I couldn't agree more. Ignoring TDX_PAGE_ALREADY_ACCEPTED will lead to fatal security errors. What if the page holds valid data, and there is a mistaken call to re-accept, and then the page is zeroed again? Any valid data already in the page will be corrupted, which is surely not even close to safe behavior.

Is there a reason we zero-initialize the memory inside the guest instead of letting the TD module do it?

I failed to refactor adequately. The zeroing should be in the platform-specific implementation of SvsmPlatform::validate_*_page_range. I can address that in a future PR.

peterfang · 2024-10-30T18:29:09Z

Personally I'm not a big fan of this strategy. What happens if we try to accept memory that's already been accepted, but that also hasn't been zero-initialized yet? AFAICT we wouldn't get an error, but the memory wouldn't be zero-initialized.

I couldn't agree more. Ignoring TDX_PAGE_ALREADY_ACCEPTED will lead to fatal security errors. What if the page holds valid data, and there is a mistaken call to re-accept, and then the page is zeroed again? Any valid data already in the page will be corrupted, which is surely not even close to safe behavior.

Is there a reason we zero-initialize the memory inside the guest instead of letting the TD module do it?

I failed to refactor adequately. The zeroing should be in the platform-specific implementation of SvsmPlatform::validate_*_page_range. I can address that in a future PR.

I think "page invalidation" probably means something slightly different on TDP. I look forward to discussing with you what that means on TDP platforms. I'm open to addressing the concerns around TDX_PAGE_ALREADY_ACCEPTED with the crate stakeholders if that's not a desirable/safe behavior.

Freax13 · 2024-10-31T08:43:39Z

Is there a reason we zero-initialize the memory inside the guest instead of letting the TD module do it?

I failed to refactor adequately. The zeroing should be in the platform-specific implementation of SvsmPlatform::validate_*_page_range. I can address that in a future PR.

────

* **SET EXERCISE**
Transcribe the part of the TDX page-acceptance thread between "peterfang · 2024-10-30T18:29:09Z" and "wouldn't be zero-initialized.", inclusive. The entries stand on their own as separate material.

[Data items]
────

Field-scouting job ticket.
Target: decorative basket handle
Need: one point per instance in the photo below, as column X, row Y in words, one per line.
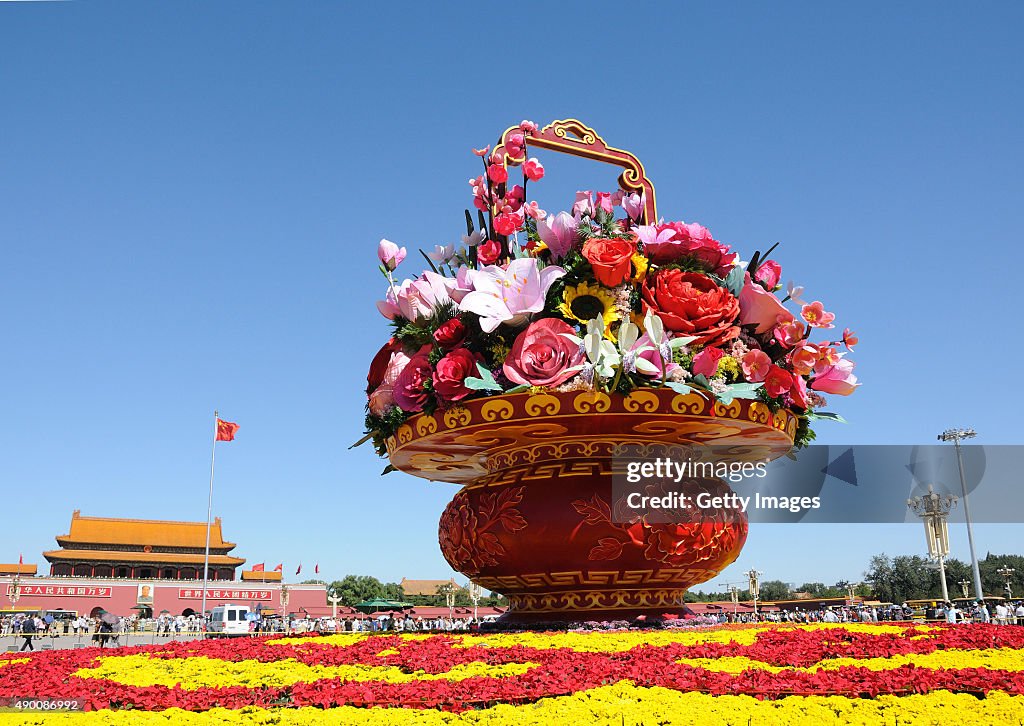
column 576, row 138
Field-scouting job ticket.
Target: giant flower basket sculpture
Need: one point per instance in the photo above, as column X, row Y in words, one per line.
column 527, row 358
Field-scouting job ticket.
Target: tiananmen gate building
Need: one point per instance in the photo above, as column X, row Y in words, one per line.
column 146, row 566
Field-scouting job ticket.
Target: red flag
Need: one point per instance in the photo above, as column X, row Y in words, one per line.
column 226, row 430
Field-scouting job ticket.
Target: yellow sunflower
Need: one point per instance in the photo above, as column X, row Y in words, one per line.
column 586, row 301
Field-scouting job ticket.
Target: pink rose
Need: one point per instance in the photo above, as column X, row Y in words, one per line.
column 758, row 306
column 409, row 392
column 450, row 376
column 706, row 363
column 756, row 365
column 769, row 273
column 542, row 355
column 837, row 379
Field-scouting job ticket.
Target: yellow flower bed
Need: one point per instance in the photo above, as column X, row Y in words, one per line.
column 201, row 672
column 994, row 658
column 610, row 706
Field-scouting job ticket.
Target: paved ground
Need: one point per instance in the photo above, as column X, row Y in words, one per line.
column 71, row 641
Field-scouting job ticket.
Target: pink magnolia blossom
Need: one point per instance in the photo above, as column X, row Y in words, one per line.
column 532, row 169
column 534, row 211
column 769, row 273
column 498, row 173
column 584, row 206
column 837, row 379
column 706, row 363
column 510, row 295
column 816, row 316
column 799, row 392
column 758, row 306
column 803, row 359
column 390, row 254
column 508, row 223
column 652, row 354
column 487, row 252
column 416, row 299
column 788, row 332
column 634, row 205
column 777, row 381
column 559, row 233
column 755, row 365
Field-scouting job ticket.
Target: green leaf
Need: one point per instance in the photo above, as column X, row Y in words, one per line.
column 825, row 416
column 739, row 390
column 734, row 281
column 485, row 382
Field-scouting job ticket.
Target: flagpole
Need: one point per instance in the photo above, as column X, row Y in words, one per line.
column 209, row 514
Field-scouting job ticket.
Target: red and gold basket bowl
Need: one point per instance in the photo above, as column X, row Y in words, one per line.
column 536, row 518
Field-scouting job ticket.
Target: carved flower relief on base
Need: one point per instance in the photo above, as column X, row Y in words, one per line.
column 679, row 538
column 468, row 531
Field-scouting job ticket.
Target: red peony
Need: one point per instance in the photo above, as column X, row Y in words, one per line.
column 451, row 334
column 410, row 394
column 610, row 259
column 691, row 304
column 450, row 376
column 542, row 355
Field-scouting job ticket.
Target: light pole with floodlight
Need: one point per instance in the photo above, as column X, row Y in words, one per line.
column 934, row 511
column 955, row 435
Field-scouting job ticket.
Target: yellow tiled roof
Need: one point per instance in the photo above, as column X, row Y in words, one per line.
column 159, row 557
column 110, row 530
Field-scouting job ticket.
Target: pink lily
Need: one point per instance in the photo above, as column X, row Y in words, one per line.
column 510, row 295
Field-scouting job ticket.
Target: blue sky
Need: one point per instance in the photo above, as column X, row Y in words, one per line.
column 192, row 194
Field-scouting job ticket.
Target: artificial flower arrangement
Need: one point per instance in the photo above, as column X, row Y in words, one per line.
column 593, row 300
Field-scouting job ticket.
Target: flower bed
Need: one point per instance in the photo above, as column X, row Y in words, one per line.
column 726, row 675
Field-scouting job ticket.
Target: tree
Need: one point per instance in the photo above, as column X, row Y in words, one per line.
column 356, row 588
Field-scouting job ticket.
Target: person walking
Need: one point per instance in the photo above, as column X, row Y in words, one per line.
column 28, row 630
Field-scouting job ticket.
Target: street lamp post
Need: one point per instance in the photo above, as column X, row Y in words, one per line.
column 1007, row 573
column 965, row 586
column 934, row 511
column 955, row 435
column 753, row 577
column 475, row 593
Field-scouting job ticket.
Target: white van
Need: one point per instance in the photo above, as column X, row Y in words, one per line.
column 229, row 620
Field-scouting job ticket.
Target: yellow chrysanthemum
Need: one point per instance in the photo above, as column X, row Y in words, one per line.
column 728, row 367
column 586, row 301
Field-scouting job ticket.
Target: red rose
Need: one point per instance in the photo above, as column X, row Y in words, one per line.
column 378, row 367
column 409, row 392
column 610, row 259
column 542, row 355
column 690, row 303
column 451, row 374
column 451, row 334
column 768, row 273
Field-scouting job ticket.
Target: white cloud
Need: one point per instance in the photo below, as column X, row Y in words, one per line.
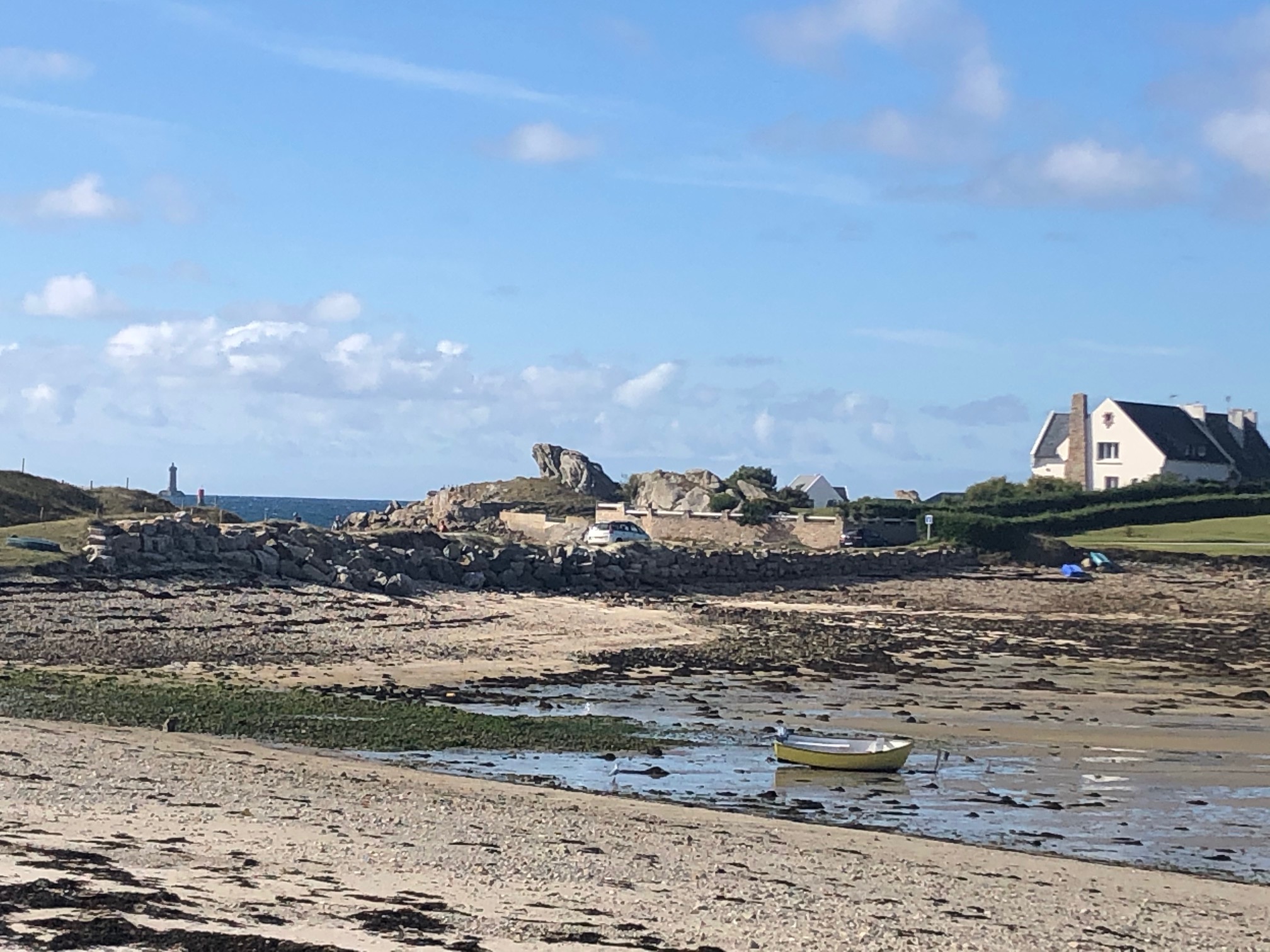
column 172, row 200
column 1242, row 136
column 937, row 35
column 20, row 64
column 83, row 198
column 639, row 390
column 336, row 307
column 1089, row 173
column 765, row 426
column 69, row 296
column 40, row 395
column 546, row 144
column 980, row 89
column 557, row 385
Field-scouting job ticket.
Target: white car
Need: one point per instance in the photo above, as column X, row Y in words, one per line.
column 605, row 532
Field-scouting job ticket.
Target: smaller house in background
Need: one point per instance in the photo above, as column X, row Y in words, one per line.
column 820, row 490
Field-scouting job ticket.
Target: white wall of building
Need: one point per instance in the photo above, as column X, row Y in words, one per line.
column 1196, row 470
column 1138, row 458
column 822, row 493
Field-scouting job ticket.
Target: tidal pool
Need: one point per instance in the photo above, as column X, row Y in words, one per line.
column 1117, row 807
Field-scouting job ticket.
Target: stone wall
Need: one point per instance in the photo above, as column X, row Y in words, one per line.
column 724, row 530
column 546, row 530
column 404, row 562
column 821, row 532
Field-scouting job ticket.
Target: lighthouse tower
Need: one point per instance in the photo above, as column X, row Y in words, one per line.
column 172, row 493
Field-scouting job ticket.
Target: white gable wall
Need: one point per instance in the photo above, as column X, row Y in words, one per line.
column 821, row 493
column 1138, row 457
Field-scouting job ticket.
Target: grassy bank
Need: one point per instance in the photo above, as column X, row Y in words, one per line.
column 1246, row 535
column 69, row 533
column 297, row 717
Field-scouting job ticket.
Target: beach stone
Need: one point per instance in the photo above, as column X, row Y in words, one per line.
column 399, row 584
column 267, row 560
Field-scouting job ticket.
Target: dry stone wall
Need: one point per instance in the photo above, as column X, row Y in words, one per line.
column 401, row 563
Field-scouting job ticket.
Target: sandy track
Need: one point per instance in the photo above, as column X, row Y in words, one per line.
column 314, row 848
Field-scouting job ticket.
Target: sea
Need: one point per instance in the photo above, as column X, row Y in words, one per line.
column 316, row 512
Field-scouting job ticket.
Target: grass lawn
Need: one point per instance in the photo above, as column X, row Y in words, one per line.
column 70, row 533
column 1246, row 535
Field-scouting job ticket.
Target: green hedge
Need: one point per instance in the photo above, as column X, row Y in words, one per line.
column 1136, row 493
column 996, row 533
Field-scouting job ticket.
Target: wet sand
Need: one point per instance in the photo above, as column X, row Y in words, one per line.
column 141, row 834
column 1158, row 678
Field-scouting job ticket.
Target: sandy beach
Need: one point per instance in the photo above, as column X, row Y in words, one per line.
column 244, row 839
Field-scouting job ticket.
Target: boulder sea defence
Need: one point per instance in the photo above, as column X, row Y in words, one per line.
column 401, row 563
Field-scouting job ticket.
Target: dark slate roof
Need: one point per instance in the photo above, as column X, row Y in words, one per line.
column 1055, row 433
column 1252, row 460
column 1170, row 428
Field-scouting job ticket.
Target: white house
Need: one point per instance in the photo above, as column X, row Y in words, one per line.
column 1122, row 443
column 820, row 490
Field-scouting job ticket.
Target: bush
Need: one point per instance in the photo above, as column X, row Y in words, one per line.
column 723, row 502
column 874, row 508
column 755, row 512
column 986, row 532
column 758, row 475
column 791, row 498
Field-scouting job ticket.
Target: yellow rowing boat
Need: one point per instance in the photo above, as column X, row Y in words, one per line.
column 844, row 754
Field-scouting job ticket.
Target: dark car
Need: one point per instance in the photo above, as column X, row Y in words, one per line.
column 861, row 538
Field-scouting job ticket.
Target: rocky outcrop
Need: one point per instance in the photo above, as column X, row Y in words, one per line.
column 687, row 492
column 575, row 471
column 406, row 563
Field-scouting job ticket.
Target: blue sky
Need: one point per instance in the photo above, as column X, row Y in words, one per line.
column 302, row 249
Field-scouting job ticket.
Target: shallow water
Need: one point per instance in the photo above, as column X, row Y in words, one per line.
column 996, row 798
column 1192, row 812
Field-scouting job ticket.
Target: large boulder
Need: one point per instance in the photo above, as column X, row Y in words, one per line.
column 575, row 471
column 676, row 492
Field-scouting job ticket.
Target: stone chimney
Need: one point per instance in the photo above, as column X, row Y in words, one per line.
column 1077, row 468
column 1236, row 419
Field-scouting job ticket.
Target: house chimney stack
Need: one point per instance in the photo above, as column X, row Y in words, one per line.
column 1077, row 467
column 1236, row 419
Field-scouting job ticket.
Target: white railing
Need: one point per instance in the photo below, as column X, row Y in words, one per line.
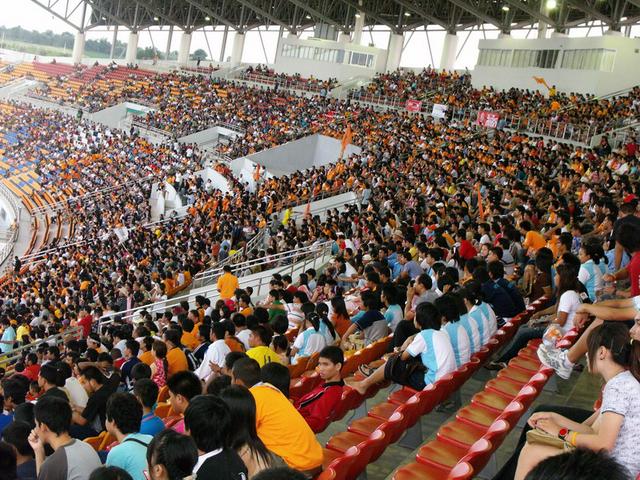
column 11, row 200
column 62, row 204
column 260, row 282
column 9, row 359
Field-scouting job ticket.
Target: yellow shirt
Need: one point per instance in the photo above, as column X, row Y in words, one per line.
column 227, row 285
column 189, row 341
column 22, row 330
column 263, row 355
column 147, row 357
column 283, row 430
column 534, row 241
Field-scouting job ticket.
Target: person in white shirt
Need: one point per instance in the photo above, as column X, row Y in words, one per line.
column 430, row 344
column 214, row 357
column 310, row 340
column 447, row 305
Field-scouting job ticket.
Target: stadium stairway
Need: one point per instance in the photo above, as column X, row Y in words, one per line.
column 579, row 391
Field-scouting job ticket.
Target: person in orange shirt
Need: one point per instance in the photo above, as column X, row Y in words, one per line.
column 533, row 240
column 146, row 355
column 280, row 426
column 227, row 283
column 176, row 358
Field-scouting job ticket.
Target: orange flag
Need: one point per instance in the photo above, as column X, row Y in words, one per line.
column 480, row 206
column 542, row 81
column 346, row 140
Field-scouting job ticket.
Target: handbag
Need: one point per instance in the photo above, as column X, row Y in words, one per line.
column 539, row 437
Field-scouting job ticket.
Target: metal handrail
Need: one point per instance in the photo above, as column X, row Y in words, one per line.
column 14, row 355
column 61, row 204
column 263, row 279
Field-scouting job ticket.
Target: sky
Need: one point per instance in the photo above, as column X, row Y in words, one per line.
column 420, row 49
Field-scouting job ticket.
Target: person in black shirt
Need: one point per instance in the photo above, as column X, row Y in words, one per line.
column 16, row 435
column 208, row 421
column 89, row 421
column 49, row 378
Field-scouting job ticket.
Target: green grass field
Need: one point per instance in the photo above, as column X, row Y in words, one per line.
column 46, row 50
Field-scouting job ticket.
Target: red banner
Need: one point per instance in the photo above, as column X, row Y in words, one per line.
column 413, row 105
column 488, row 119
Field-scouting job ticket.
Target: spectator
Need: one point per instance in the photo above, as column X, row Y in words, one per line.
column 146, row 391
column 208, row 421
column 17, row 435
column 618, row 420
column 124, row 416
column 183, row 386
column 8, row 462
column 90, row 420
column 282, row 429
column 579, row 464
column 431, row 344
column 71, row 458
column 110, row 473
column 160, row 365
column 171, row 456
column 213, row 361
column 318, row 406
column 227, row 283
column 244, row 436
column 259, row 340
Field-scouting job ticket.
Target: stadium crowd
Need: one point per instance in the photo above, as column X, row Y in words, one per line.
column 454, row 233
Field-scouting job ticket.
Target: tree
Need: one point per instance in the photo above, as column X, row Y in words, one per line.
column 199, row 54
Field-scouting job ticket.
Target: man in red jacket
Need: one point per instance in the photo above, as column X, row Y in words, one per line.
column 317, row 406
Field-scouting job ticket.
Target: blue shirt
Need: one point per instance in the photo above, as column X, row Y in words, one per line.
column 131, row 455
column 151, row 425
column 8, row 335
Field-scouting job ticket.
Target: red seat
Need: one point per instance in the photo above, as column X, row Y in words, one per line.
column 490, row 400
column 393, row 429
column 528, row 365
column 350, row 400
column 462, row 471
column 340, row 463
column 460, row 434
column 400, row 397
column 479, row 454
column 440, row 454
column 504, row 386
column 418, row 471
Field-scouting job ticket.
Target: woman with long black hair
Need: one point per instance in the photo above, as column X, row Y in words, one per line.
column 244, row 436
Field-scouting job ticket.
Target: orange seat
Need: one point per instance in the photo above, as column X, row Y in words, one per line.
column 163, row 394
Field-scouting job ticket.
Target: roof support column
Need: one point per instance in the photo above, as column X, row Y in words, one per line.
column 449, row 50
column 185, row 48
column 237, row 49
column 132, row 48
column 394, row 51
column 78, row 48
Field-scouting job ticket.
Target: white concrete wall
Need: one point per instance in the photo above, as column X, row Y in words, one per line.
column 315, row 150
column 112, row 116
column 324, row 70
column 625, row 74
column 218, row 180
column 208, row 136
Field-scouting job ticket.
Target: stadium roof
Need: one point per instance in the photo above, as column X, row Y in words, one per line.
column 296, row 15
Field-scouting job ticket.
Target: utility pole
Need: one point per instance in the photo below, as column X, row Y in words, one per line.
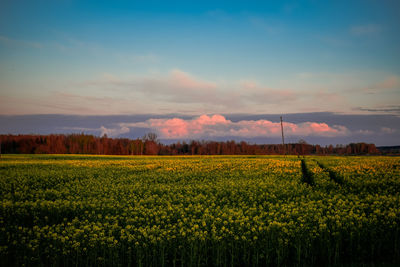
column 283, row 138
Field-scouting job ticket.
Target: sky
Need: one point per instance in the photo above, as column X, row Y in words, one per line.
column 202, row 69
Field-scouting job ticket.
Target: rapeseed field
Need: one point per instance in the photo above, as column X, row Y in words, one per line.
column 78, row 210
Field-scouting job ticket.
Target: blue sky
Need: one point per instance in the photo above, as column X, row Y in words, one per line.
column 194, row 58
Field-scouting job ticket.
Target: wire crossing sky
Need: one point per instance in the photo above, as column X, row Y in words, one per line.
column 201, row 58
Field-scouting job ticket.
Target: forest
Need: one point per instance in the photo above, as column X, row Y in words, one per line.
column 149, row 145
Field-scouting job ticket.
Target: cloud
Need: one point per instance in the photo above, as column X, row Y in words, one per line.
column 113, row 132
column 206, row 126
column 14, row 42
column 365, row 30
column 387, row 130
column 384, row 109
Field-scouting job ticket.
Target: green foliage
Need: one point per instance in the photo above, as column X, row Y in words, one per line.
column 197, row 211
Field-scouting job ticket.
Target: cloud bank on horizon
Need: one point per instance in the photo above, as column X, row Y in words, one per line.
column 213, row 126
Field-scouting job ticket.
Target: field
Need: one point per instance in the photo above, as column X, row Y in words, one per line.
column 74, row 210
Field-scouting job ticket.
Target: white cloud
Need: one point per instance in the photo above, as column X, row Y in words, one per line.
column 218, row 126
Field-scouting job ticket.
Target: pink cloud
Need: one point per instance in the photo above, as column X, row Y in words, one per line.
column 218, row 126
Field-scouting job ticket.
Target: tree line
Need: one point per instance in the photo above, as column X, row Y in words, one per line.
column 149, row 145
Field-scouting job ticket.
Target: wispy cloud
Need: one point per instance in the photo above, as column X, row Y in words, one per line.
column 365, row 30
column 383, row 109
column 389, row 83
column 206, row 126
column 21, row 43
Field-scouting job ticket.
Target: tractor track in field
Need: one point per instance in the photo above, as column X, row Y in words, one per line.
column 332, row 174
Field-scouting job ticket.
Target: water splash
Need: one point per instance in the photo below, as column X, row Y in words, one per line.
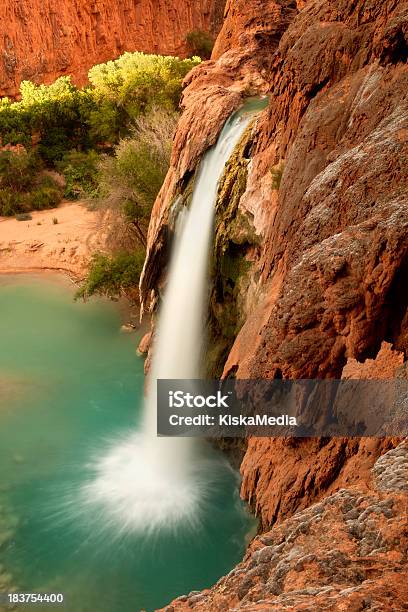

────

* **COMPLETE OUTPUT**
peterfang · 2024-10-30T18:29:09Z

Personally I'm not a big fan of this strategy. What happens if we try to accept memory that's already been accepted, but that also hasn't been zero-initialized yet? AFAICT we wouldn't get an error, but the memory wouldn't be zero-initialized.